▶ [TEXTE SOURCE]:
● ● ● ● ●
Le fait est que seules 5 % environ des collections des grandes institutions sont exposées chaque année, privilégiant globalement les mêmes artistes et « chefs-d’œuvres » largement identifiés. La publication de bases de données en ligne ainsi que la multiplication de réserves en libre accès viennent compenser en partie cette disproportion vertigineuse, quoique de manière principalement quantitative. À l’opposé de cette approche en masse, pour ne pas dire en vrac, cartes blanches et autres invitations données à des artistes contemporains permettent aux institutions de proposer des interprétations spécifiques et originales de leurs collections permanentes.
Regard des artistes
La National Gallery, à Londres, fait figure de précurseur avec, dès 1977, la série « The Artist’s Eye » (inaugurée avec Anthony Caro) ; puis, en 1989, est lancée par le MoMA « Artist’s Choice » (avec Scott Burton). À partir des années 1990, la pratique se généralise, alors que la réflexion institutionnelle sur les réserves connaît un tournant majeur. À mesure que la notion de diffusion prend le pas, du moins culturellement, sur celle de conservation, et qu’une véritable « révolution des publics » a lieu, et alors que récession et crise économique guettent, le musée tend à recourir de plus en plus aux services d’artistes-commissaires. Bien entendu la perspective de faire événement n’est pas indifférente, quand essor de la fréquentation et spectacularisation vont souvent de pair, mais c’est bien la volonté de renouveler le regard sur les collections – et indirectement d’éclairer la production artistique de celui ou celle devenue pour un temps commissaire – qui alimente cette tendance muséologique moderne.
C’est d’ailleurs exactement ainsi qu’est née l’idée de ce qui constitue sans doute la première grande exposition de collection permanente organisée par un artiste contemporain. En 1968, alors qu’ils visitent les réserves du RISD (Rhode Island School of Design) Museum of Art, les collectionneurs et mécènes Jean et Dominique de Menil déplorent que tant de trésors restent plongés dans l’ombre et suggèrent l’intervention, plus libre et audacieuse, d’artistes. Un an plus tard naît « Raid the Icebox I, with Andy Warhol » (1969-1970), où la star du pop art réunit un ensemble idiosyncrasique de peintures et de sculptures (Giovanni del Campo, Lyonel Feininger, Marie Laurencin, Georges Seurat, Charles Sheeler, Florine Stettheimer, James Abbott McNeill Whistler), mais aussi de papiers peints Art nouveau, textiles Navajos, parapluies et ombrelles, paires de chaussures, boîtes à chapeau, piles de catalogues de maisons de ventes et même un ginkgo poussant dans la cour.
● ● ● ● ●
▶ [PROBLÈME COURT A]: Recopiez mot pour mot le passage du texte source qui commence à « Le fait est » et se poursuit jusqu'à « leurs collections permanentes. ».
Le texte source et les enregistrements n'ont aucun rapport entre eux.

▶ [ENREGISTREMENTS]:
● ● ● ● ●
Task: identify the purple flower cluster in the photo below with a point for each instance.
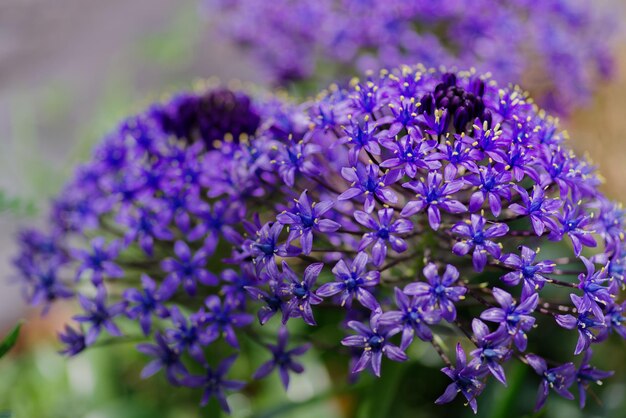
(425, 202)
(558, 48)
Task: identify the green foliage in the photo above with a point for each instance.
(10, 340)
(16, 206)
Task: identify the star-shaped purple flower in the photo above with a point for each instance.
(98, 315)
(434, 195)
(165, 357)
(188, 269)
(439, 293)
(493, 185)
(465, 380)
(589, 325)
(526, 270)
(282, 359)
(558, 378)
(538, 207)
(492, 349)
(299, 292)
(215, 384)
(141, 305)
(374, 341)
(99, 261)
(411, 319)
(515, 319)
(222, 319)
(305, 218)
(352, 282)
(365, 180)
(384, 233)
(477, 237)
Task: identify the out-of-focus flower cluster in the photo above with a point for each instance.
(413, 203)
(557, 48)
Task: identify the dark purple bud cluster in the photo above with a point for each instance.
(415, 213)
(560, 48)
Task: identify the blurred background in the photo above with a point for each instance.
(69, 70)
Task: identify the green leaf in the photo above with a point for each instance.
(10, 340)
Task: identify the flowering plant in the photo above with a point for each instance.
(412, 206)
(558, 48)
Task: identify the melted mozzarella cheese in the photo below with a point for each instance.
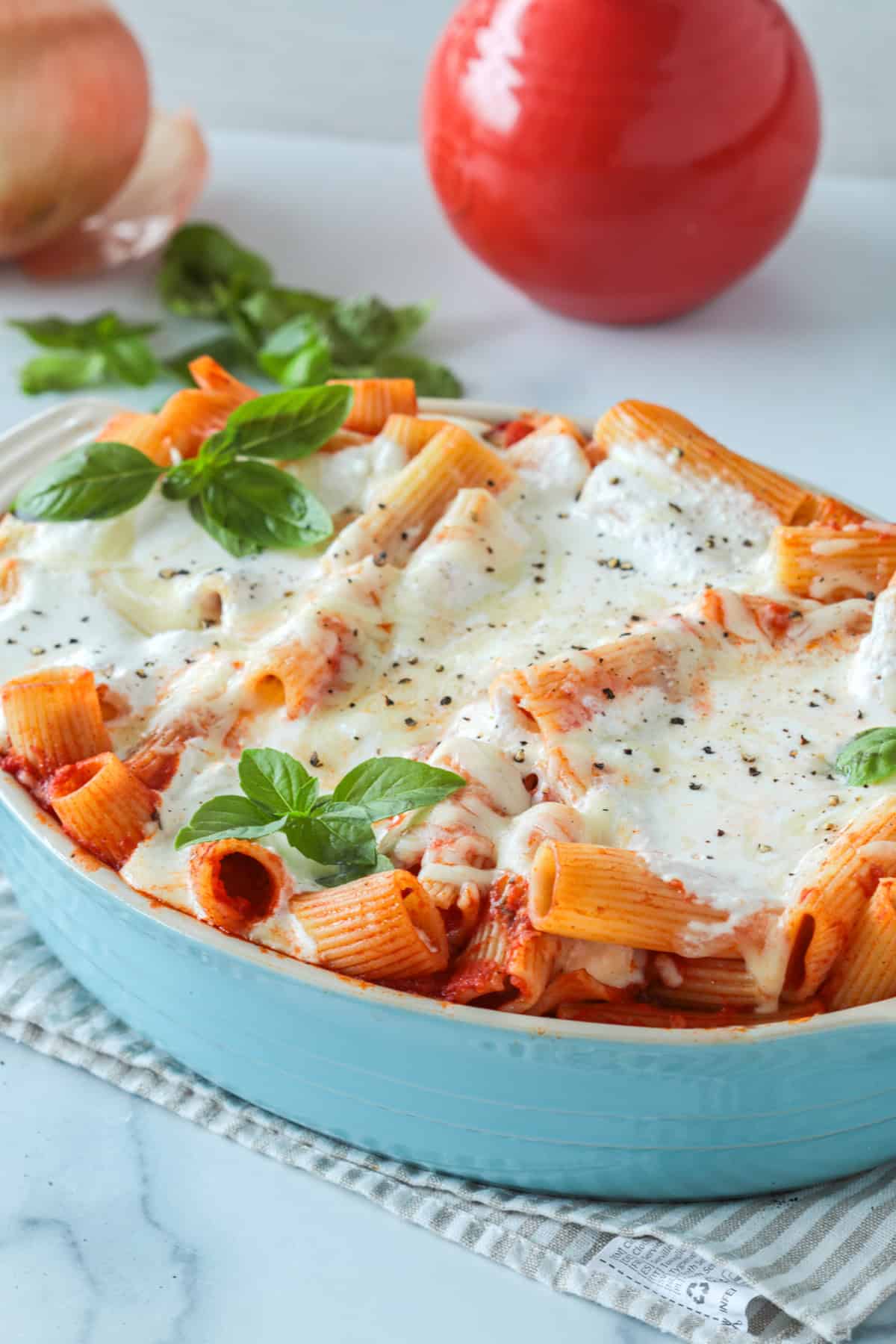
(726, 793)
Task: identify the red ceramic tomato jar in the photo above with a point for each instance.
(621, 161)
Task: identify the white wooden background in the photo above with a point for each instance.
(355, 67)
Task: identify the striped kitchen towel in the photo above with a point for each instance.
(801, 1268)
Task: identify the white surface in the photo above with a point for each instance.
(119, 1222)
(356, 69)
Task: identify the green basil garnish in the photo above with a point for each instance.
(243, 503)
(869, 759)
(203, 270)
(96, 482)
(335, 830)
(99, 349)
(287, 425)
(264, 505)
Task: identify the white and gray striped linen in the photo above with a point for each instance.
(820, 1260)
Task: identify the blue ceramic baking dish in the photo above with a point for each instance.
(574, 1108)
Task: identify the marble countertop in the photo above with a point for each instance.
(121, 1222)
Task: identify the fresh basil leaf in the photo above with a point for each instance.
(131, 359)
(62, 334)
(227, 349)
(869, 759)
(386, 785)
(265, 505)
(287, 425)
(202, 258)
(237, 544)
(346, 873)
(184, 480)
(334, 839)
(297, 354)
(94, 482)
(270, 308)
(361, 329)
(277, 780)
(65, 371)
(432, 379)
(228, 816)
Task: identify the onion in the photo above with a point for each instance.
(74, 107)
(143, 215)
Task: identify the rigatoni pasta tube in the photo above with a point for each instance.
(832, 564)
(528, 449)
(612, 895)
(865, 972)
(687, 448)
(561, 694)
(418, 497)
(297, 675)
(378, 398)
(54, 718)
(411, 432)
(379, 927)
(706, 983)
(818, 925)
(828, 512)
(235, 882)
(102, 806)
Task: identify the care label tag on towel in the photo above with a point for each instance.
(680, 1276)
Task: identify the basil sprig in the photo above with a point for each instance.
(101, 349)
(334, 830)
(242, 502)
(94, 482)
(296, 336)
(869, 757)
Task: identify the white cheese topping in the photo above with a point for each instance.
(724, 791)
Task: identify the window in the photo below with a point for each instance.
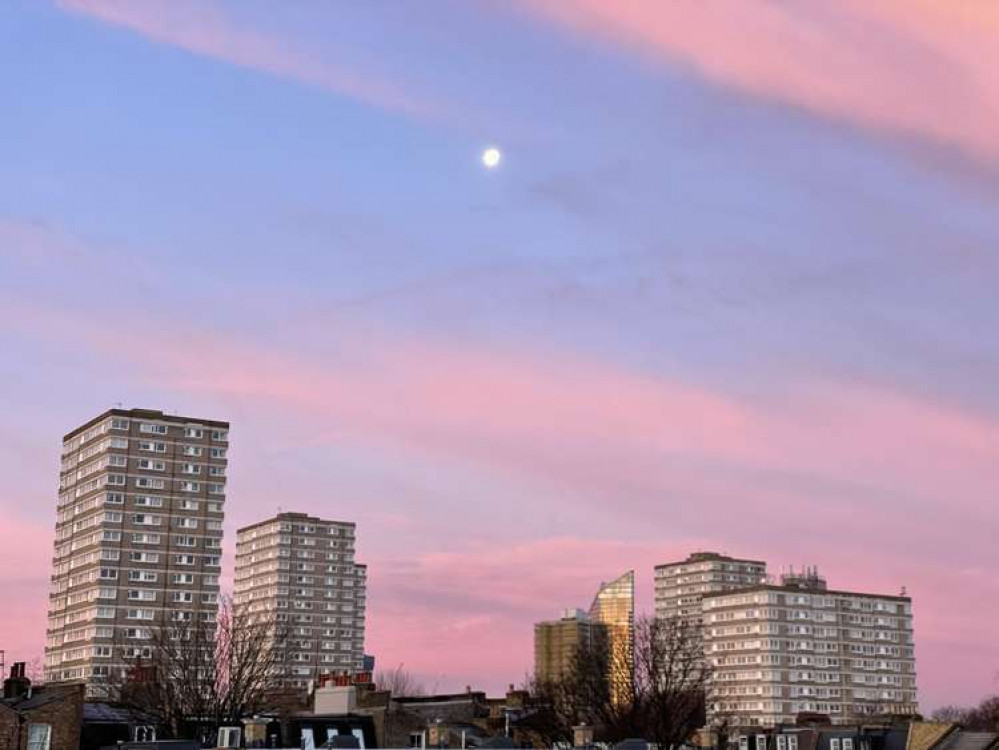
(228, 737)
(39, 736)
(144, 733)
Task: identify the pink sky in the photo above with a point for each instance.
(732, 288)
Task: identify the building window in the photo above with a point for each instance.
(39, 736)
(145, 733)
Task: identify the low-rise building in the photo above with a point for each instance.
(43, 718)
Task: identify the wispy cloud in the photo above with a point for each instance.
(203, 28)
(916, 68)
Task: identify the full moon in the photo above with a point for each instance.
(491, 157)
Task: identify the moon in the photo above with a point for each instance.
(491, 157)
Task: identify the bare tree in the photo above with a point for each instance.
(664, 702)
(205, 672)
(400, 683)
(981, 718)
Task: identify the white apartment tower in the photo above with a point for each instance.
(680, 586)
(138, 538)
(777, 651)
(300, 571)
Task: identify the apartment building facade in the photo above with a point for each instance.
(556, 643)
(680, 586)
(138, 539)
(798, 647)
(300, 570)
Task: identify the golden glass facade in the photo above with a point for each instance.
(614, 607)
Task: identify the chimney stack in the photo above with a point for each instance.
(17, 685)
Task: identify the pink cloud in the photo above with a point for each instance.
(878, 486)
(203, 29)
(917, 68)
(25, 562)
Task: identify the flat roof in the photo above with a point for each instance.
(696, 557)
(145, 414)
(293, 516)
(796, 589)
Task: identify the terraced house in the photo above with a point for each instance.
(138, 538)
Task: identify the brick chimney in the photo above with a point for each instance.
(17, 685)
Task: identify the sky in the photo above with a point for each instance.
(732, 288)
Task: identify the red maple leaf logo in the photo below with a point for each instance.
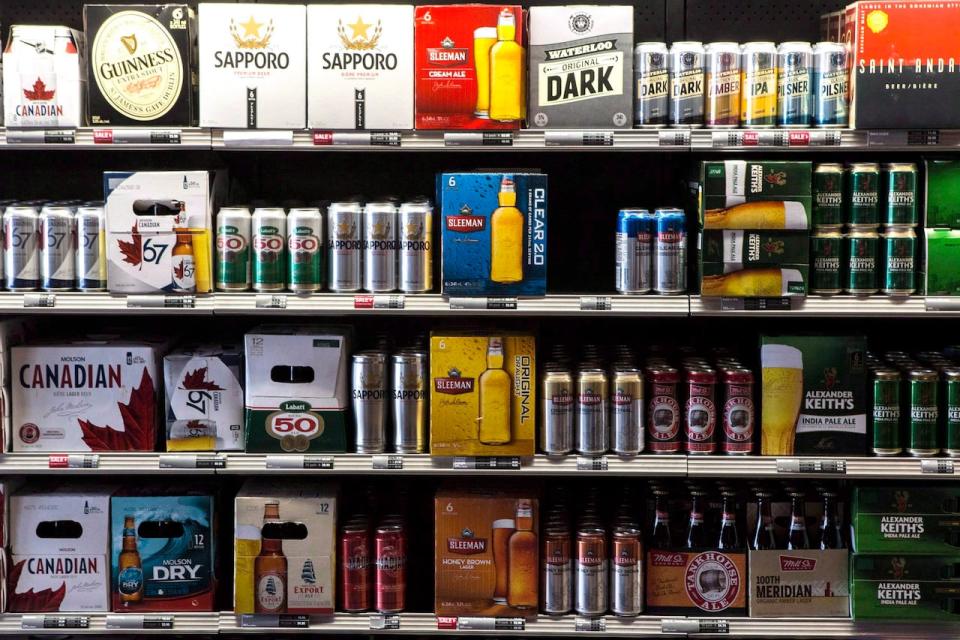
(139, 423)
(39, 91)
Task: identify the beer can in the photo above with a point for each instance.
(758, 85)
(831, 81)
(900, 194)
(826, 249)
(861, 250)
(269, 239)
(924, 413)
(556, 426)
(652, 73)
(344, 228)
(408, 387)
(670, 252)
(723, 84)
(592, 434)
(91, 248)
(885, 412)
(686, 84)
(794, 84)
(899, 261)
(415, 247)
(369, 401)
(21, 233)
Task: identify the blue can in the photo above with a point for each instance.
(670, 252)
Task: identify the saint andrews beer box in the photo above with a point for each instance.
(581, 67)
(141, 67)
(60, 550)
(360, 66)
(297, 388)
(162, 551)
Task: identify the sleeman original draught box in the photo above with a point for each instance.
(581, 67)
(297, 388)
(285, 547)
(494, 233)
(813, 395)
(482, 394)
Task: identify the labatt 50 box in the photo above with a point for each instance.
(360, 71)
(297, 388)
(494, 233)
(162, 551)
(285, 548)
(581, 67)
(482, 394)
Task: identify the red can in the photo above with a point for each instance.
(391, 572)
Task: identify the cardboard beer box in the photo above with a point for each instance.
(297, 388)
(162, 551)
(204, 398)
(60, 549)
(360, 66)
(87, 395)
(813, 395)
(159, 231)
(285, 548)
(470, 66)
(494, 233)
(487, 553)
(253, 66)
(482, 396)
(43, 82)
(141, 64)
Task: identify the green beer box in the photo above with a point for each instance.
(906, 519)
(905, 587)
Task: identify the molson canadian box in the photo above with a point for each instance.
(43, 85)
(204, 398)
(581, 67)
(253, 66)
(494, 235)
(89, 395)
(60, 549)
(162, 551)
(486, 561)
(469, 66)
(141, 64)
(482, 394)
(285, 548)
(297, 388)
(360, 66)
(813, 395)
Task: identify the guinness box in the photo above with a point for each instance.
(140, 64)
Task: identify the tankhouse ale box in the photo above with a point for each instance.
(581, 67)
(360, 66)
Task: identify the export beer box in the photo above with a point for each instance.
(360, 66)
(297, 389)
(60, 550)
(43, 85)
(487, 553)
(494, 233)
(482, 396)
(901, 586)
(204, 398)
(285, 548)
(906, 519)
(162, 551)
(469, 66)
(87, 395)
(698, 583)
(253, 66)
(141, 68)
(581, 67)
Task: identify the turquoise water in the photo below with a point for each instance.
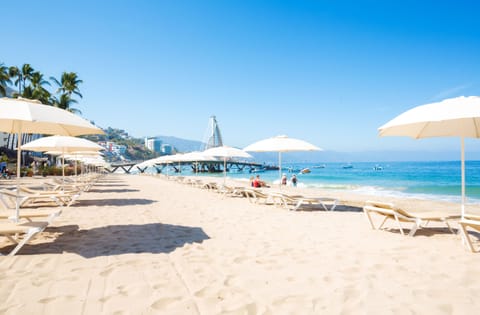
(431, 180)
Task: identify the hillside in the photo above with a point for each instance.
(181, 145)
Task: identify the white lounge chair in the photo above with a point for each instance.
(20, 233)
(256, 195)
(469, 221)
(296, 202)
(31, 197)
(419, 220)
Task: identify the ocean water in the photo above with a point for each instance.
(428, 180)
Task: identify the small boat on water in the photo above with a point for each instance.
(305, 171)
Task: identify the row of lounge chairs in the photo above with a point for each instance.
(292, 202)
(418, 220)
(38, 207)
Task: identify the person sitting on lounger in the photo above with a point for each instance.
(257, 182)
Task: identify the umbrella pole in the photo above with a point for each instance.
(280, 167)
(19, 162)
(463, 176)
(63, 165)
(224, 169)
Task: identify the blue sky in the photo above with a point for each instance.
(329, 72)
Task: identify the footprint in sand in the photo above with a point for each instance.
(165, 302)
(47, 300)
(106, 272)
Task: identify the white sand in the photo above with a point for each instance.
(146, 245)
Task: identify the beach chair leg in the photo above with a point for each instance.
(399, 225)
(414, 229)
(383, 222)
(31, 233)
(334, 205)
(299, 203)
(367, 214)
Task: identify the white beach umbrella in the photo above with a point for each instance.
(281, 144)
(226, 152)
(64, 144)
(19, 116)
(454, 117)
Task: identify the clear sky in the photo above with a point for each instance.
(329, 72)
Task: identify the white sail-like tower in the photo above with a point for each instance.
(213, 137)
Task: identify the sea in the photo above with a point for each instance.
(437, 180)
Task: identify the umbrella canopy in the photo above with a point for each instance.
(454, 117)
(30, 116)
(65, 144)
(226, 152)
(281, 144)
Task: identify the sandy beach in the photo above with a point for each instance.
(147, 245)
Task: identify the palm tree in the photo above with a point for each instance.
(65, 102)
(21, 75)
(4, 79)
(68, 84)
(39, 92)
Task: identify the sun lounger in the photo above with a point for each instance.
(36, 198)
(210, 186)
(257, 196)
(298, 202)
(32, 215)
(231, 191)
(20, 233)
(469, 221)
(419, 220)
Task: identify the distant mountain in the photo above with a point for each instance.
(181, 145)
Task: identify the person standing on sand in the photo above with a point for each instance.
(294, 180)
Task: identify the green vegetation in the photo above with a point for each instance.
(32, 84)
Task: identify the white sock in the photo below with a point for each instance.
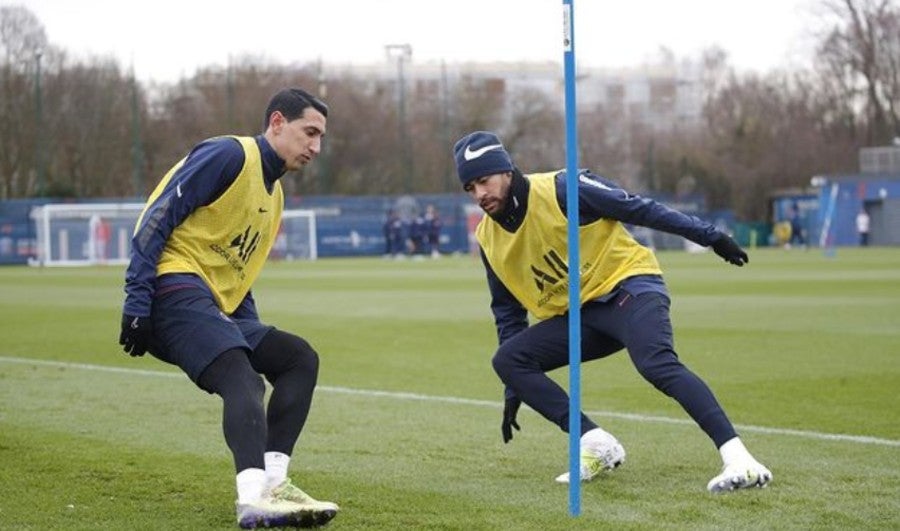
(250, 484)
(734, 451)
(276, 468)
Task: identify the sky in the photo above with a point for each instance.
(166, 40)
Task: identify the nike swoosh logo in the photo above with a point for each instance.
(468, 154)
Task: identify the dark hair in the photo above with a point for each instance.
(291, 103)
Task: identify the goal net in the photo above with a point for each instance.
(70, 234)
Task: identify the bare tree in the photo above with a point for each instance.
(858, 59)
(23, 42)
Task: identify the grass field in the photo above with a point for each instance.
(803, 350)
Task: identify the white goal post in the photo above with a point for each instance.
(83, 234)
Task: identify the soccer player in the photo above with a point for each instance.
(198, 246)
(624, 301)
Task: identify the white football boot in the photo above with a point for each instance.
(743, 474)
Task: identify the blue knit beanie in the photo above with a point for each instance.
(478, 154)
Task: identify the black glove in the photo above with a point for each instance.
(510, 409)
(136, 333)
(729, 250)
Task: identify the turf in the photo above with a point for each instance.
(802, 349)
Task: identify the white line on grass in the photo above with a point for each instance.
(859, 439)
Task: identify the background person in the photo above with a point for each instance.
(625, 303)
(199, 245)
(433, 227)
(862, 227)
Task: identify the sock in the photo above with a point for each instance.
(250, 484)
(276, 468)
(734, 451)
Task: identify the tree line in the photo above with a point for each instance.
(87, 128)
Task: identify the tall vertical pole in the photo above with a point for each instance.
(39, 137)
(403, 53)
(324, 158)
(137, 152)
(574, 261)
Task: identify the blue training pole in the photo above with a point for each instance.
(574, 262)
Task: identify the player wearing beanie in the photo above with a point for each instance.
(624, 300)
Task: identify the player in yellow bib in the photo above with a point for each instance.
(198, 246)
(624, 301)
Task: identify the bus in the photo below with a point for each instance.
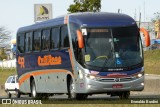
(81, 54)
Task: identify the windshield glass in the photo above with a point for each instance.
(127, 46)
(115, 47)
(98, 46)
(9, 79)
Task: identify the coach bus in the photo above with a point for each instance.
(81, 54)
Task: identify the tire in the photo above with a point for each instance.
(71, 90)
(18, 94)
(30, 95)
(9, 94)
(34, 94)
(124, 95)
(72, 94)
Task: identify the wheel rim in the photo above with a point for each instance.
(34, 90)
(72, 89)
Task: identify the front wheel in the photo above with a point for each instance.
(34, 93)
(72, 94)
(124, 95)
(18, 94)
(9, 94)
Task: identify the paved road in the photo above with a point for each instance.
(152, 90)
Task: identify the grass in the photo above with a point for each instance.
(152, 62)
(4, 73)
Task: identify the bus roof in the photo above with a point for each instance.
(91, 19)
(101, 19)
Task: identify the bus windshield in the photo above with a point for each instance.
(114, 47)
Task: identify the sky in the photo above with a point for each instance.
(18, 13)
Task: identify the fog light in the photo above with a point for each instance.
(92, 77)
(80, 74)
(139, 75)
(142, 84)
(89, 86)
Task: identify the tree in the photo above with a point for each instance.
(3, 55)
(4, 37)
(85, 6)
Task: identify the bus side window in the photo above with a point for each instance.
(46, 39)
(55, 38)
(64, 37)
(20, 43)
(28, 42)
(37, 41)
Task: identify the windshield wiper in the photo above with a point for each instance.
(106, 60)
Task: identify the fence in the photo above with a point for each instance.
(8, 64)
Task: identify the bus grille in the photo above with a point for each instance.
(116, 79)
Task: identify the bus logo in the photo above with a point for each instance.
(21, 61)
(49, 60)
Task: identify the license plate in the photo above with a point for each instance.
(117, 86)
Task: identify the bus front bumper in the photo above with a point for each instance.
(93, 86)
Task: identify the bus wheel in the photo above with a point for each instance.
(71, 90)
(18, 94)
(73, 95)
(9, 94)
(124, 95)
(33, 90)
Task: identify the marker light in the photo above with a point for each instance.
(139, 75)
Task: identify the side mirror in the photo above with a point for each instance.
(146, 35)
(80, 39)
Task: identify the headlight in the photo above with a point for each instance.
(139, 75)
(91, 76)
(80, 74)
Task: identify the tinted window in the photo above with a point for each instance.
(9, 80)
(20, 43)
(55, 38)
(46, 39)
(28, 42)
(37, 41)
(64, 37)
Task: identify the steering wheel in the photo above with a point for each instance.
(100, 57)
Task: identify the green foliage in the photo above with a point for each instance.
(85, 6)
(3, 55)
(156, 17)
(152, 62)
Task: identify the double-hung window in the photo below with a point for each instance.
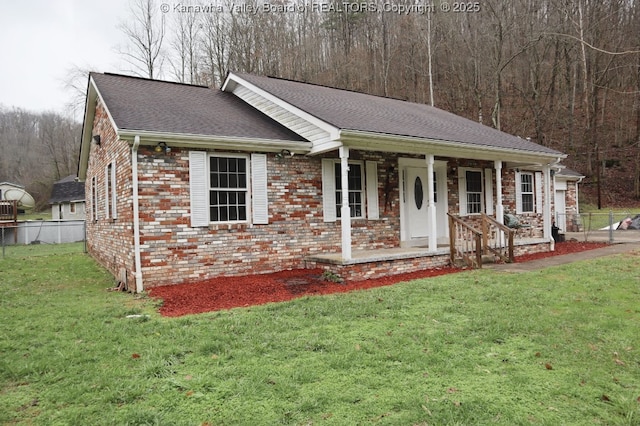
(356, 189)
(228, 189)
(528, 192)
(474, 191)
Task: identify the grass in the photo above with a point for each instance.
(21, 251)
(594, 219)
(558, 346)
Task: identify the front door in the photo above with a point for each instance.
(415, 203)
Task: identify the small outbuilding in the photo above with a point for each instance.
(67, 199)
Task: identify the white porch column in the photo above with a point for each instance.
(345, 211)
(546, 209)
(431, 206)
(499, 206)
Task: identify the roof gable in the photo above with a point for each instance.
(166, 107)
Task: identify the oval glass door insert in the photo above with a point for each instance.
(418, 192)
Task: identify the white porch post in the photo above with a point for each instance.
(431, 207)
(546, 215)
(345, 211)
(499, 206)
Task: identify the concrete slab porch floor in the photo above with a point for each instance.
(396, 253)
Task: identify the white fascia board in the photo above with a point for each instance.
(93, 94)
(233, 80)
(185, 140)
(413, 145)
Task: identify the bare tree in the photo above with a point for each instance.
(185, 45)
(145, 31)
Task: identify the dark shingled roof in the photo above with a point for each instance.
(160, 106)
(568, 173)
(66, 190)
(349, 110)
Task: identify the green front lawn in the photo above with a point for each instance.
(559, 346)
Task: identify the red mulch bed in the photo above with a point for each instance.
(232, 292)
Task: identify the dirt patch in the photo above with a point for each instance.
(232, 292)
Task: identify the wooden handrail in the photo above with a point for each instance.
(469, 244)
(498, 247)
(463, 247)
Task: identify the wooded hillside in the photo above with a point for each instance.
(37, 149)
(565, 73)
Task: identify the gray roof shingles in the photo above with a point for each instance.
(349, 110)
(160, 106)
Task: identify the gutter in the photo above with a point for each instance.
(188, 140)
(136, 215)
(359, 139)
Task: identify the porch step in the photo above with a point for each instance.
(489, 258)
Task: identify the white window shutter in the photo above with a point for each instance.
(373, 208)
(518, 193)
(328, 190)
(107, 181)
(488, 191)
(538, 190)
(198, 188)
(259, 198)
(114, 192)
(462, 191)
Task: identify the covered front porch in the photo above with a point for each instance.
(370, 264)
(430, 188)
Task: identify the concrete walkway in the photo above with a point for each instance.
(535, 265)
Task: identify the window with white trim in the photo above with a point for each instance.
(228, 189)
(356, 189)
(94, 199)
(473, 191)
(363, 189)
(526, 192)
(110, 191)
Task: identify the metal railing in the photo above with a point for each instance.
(8, 210)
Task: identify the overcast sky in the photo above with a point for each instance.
(41, 40)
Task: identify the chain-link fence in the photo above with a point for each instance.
(611, 226)
(30, 237)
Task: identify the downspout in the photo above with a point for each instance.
(136, 215)
(546, 215)
(431, 208)
(345, 211)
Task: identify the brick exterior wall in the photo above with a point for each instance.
(172, 251)
(110, 241)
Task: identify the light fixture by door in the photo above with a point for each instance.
(162, 147)
(284, 153)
● ● ● ● ●
▶ [PROBLÈME COURT B]: Listez chaque ligne des enregistrements contenant la chaîne « glass », en tenant compte de la casse.

▶ [CORRIGÉ A]:
Le fait est que seules 5 % environ des collections des grandes institutions sont exposées chaque année, privilégiant globalement les mêmes artistes et « chefs-d’œuvres » largement identifiés. La publication de bases de données en ligne ainsi que la multiplication de réserves en libre accès viennent compenser en partie cette disproportion vertigineuse, quoique de manière principalement quantitative. À l’opposé de cette approche en masse, pour ne pas dire en vrac, cartes blanches et autres invitations données à des artistes contemporains permettent aux institutions de proposer des interprétations spécifiques et originales de leurs collections permanentes.

▶ [CORRIGÉ B]:
Task: identify the golden glass facade in the photo above with a point for each instance.
Task: identify the windshield glass in the photo above with a point for each instance.
Task: identify the oval glass door insert in the photo above with a point for each instance.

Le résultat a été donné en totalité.